BEGIN Raw data
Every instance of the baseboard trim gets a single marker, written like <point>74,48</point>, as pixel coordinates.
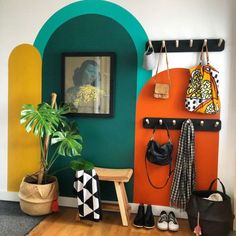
<point>72,202</point>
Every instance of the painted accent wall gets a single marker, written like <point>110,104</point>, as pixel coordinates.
<point>25,86</point>
<point>107,142</point>
<point>206,143</point>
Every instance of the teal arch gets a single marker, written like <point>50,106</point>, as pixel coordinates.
<point>104,8</point>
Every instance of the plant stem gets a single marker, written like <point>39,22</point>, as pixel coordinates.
<point>53,159</point>
<point>64,168</point>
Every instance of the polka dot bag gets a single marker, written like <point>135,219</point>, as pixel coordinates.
<point>202,93</point>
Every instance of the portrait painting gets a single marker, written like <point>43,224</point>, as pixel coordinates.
<point>88,83</point>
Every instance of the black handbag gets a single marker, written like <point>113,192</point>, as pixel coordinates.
<point>159,154</point>
<point>215,217</point>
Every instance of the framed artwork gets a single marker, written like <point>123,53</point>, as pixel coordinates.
<point>88,83</point>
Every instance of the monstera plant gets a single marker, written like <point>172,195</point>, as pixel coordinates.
<point>58,137</point>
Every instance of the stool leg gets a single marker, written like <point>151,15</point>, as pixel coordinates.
<point>127,206</point>
<point>122,202</point>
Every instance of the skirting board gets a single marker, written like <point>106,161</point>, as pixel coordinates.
<point>72,202</point>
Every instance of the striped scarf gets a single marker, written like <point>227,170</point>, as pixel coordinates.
<point>184,175</point>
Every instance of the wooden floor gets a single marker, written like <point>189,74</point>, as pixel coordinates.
<point>63,224</point>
END Raw data
Reproduce the records, all of them, word for word; omit the pictures.

Every instance of the baseboard trim gets a single marker, written like <point>74,48</point>, as pixel coordinates.
<point>72,202</point>
Every instance of the painted accent wall gets a single marker, written like <point>110,104</point>, as pixel coordinates.
<point>25,86</point>
<point>107,142</point>
<point>206,143</point>
Every instance of the teal arch gets a single marker, written like <point>50,106</point>, as pixel coordinates.
<point>104,8</point>
Every instance of the plant stem gets a single marker, written like <point>39,22</point>, as pixel coordinates.
<point>53,159</point>
<point>64,168</point>
Every instance of the polka dot bag gets a single marker, written like <point>135,219</point>, as pixel coordinates.
<point>202,93</point>
Every instance of the portrait painting gets a single marker, written like <point>43,224</point>, as pixel coordinates.
<point>88,83</point>
Every instance of the black handbag gets a single marker, written like <point>113,192</point>, as pixel coordinates.
<point>159,154</point>
<point>215,217</point>
Every instance of the framed artwork gets a single marker, written like <point>123,53</point>, as pixel coordinates.
<point>88,83</point>
Every instance of the monstera plant gets a single marker, written like <point>172,195</point>, as pixel coordinates.
<point>58,137</point>
Every instance of the stool leg gets a single marker, written like <point>151,15</point>, as pixel coordinates.
<point>127,206</point>
<point>122,202</point>
Every instance of the skirting board gets a single marker, written like <point>106,161</point>, as pixel coordinates.
<point>72,202</point>
Every instance of the striped scarf gets a single marker, written like <point>227,170</point>, as pixel coordinates.
<point>184,175</point>
Every instance of the wooden floor gets a single marker, written like <point>189,74</point>, as pixel coordinates.
<point>63,224</point>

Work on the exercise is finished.